_Reading text_:
§

Newmark is a leading full-service commercial real estate services company offering a wide range of integrated services and products to meet all the needs of real estate investors/owners and occupants. Its services include capital markets, commercial mortgage brokerage, property management, valuation and advisory, loan services, and flexible workspace solutions. Considering the number of employees, transaction volume, global clients, and international exposure, the company is one of the largest players.
Newmark also offers tenant representation services, global corporate services, corporate consulting, and flexible workspace solutions for occupants. Newmark focuses on improving these services and products through innovative real estate technology solutions and data analytics, enabling its clients to increase their efficiency and profits. With its exceptional team of strategists and advisors and strong revenue growth over the past decade, Newmark has become a leader in its industry.
The type of clients is diversified. The firm’s clients include a wide range of homeowners, occupants, tenants, investors, lenders, small and medium-sized businesses, multinational corporations, and some of the world’s largest institutional real estate owners in numerous markets and around the globe. Besides, Newmark works with multiple property types, including office, retail, industrial, multi-family, student housing, hotel/lodging, data centers, healthcare, personal storage, land, condo conversions, subdivisions, and special use.

§

_Recorded data_:
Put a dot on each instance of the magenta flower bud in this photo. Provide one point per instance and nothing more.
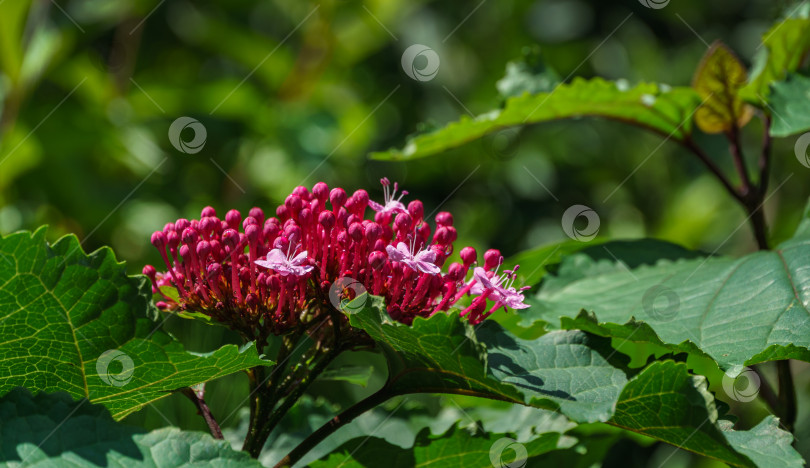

§

_Requests_:
[a] According to the Newmark passage, what does Newmark use to improve its services and products?
[b] List every service named in the Newmark passage's sentence that begins "Its services include."
[c] Carry the Newmark passage forward from its final sentence.
The listing is not needed for the tasks.

_Outputs_:
[a] Innovative real estate technology solutions and data analytics.

[b] Capital markets, commercial mortgage brokerage, property management, valuation and advisory, loan services, and flexible workspace solutions.

[c]
The company appears to have a portfolio with a significant number of maturities around 2027, 2028, 2029, and 2030. Hence, in my view, management will be able to sell loans and renegotiate service agreements in the coming years.
With that about the business model and leading position in the market, I believe that many investors would proceed with caution once they have a look at the outlook for 2023. Management expects a decline in revenue in 2023. Total revenue guidance would stand at $2.5-$2.7 billion with a decline in EBITDA of close to $425-$510 million. Having said this about the expectations for 2023, I believe that the numbers in 2024, 2025, and 2030 would justify a stock valuation higher than what the company reports today.
High Competition, But Newmark Is A Leader
The firm competes in a wide variety of business disciplines within the commercial real estate industry, including commercial property and corporate facility management, property and landlord representation, property sales, valuation, capital markets solutions along with lending, maintenance, and development services.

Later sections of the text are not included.